### Compito da svolgere
Modifichi tutte le righe seguenti sostituendo "rescue worker with gloves" con "firefighter with a helmet" e lasci invariato ogni altro elemento del testo.

### Materiale di lavoro
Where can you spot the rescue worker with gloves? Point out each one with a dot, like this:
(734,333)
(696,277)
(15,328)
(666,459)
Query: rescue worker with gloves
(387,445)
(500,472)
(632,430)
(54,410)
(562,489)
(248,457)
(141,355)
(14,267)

### Soluzione
Where can you spot the firefighter with a helmet? Point out each one with a dot, like this:
(734,333)
(696,277)
(15,328)
(666,459)
Query: firefighter with a helmet
(387,445)
(500,472)
(632,430)
(54,410)
(562,489)
(248,457)
(141,355)
(14,267)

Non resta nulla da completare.